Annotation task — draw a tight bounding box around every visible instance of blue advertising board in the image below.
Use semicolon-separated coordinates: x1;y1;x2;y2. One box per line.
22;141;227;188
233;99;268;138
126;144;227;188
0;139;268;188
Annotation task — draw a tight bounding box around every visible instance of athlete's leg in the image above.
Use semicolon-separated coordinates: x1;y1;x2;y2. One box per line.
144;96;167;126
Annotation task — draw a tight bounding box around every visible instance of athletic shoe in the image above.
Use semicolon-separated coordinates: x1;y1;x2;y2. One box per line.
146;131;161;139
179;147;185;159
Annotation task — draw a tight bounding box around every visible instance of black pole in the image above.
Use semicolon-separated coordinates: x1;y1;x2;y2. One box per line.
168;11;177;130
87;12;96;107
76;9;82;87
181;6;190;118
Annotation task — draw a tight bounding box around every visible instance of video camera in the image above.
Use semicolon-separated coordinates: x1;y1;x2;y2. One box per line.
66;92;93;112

┄┄┄┄┄┄┄┄┄┄┄┄┄┄┄┄┄┄┄┄

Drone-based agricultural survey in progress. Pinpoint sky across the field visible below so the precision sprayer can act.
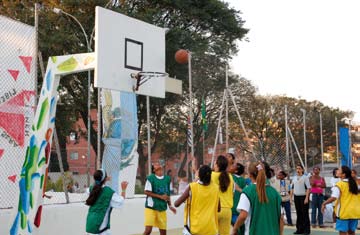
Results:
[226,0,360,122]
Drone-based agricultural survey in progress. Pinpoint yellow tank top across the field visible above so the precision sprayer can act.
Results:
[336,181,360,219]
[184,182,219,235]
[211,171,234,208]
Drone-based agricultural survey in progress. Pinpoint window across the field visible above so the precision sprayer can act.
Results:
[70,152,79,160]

┄┄┄┄┄┄┄┄┄┄┄┄┄┄┄┄┄┄┄┄

| Problem to work on |
Convert the lines starting at the one containing "leg in the image above." and ending at the one containing "66;92;93;112" into a two-column CSV with the headers instruction and answer, one row per instruction. Put each instruction and its answer in a single quoted field, replacing line breaks with spaces.

| Exercise response |
instruction,answer
"Annotation task — draw a tight bounding box around every visible instance of athlete's leg in the image above. Use semicolon-separated coordinates: x1;y1;x2;y2. One box per line.","144;96;167;126"
"Annotation task — draw a tight bounding box around every visible instance of athletic shoe in the image above. Use semicolon-separated coordinates: x1;y1;x2;y2. One box per line.","146;131;161;139 179;147;185;159"
"Annotation task — draw a tight bounding box around every visible instance of black pole in the image above. Use semicolon-separated coordinates: x1;y1;x2;y2. One box per line.","168;11;177;130 87;12;96;107 76;9;82;87 181;6;190;118"
"Annotation task — draw a tight bounding box around every visible instance of video camera in the image above. Use semicolon-separated coordinates: x1;y1;x2;y2. One box per line.","66;92;93;112"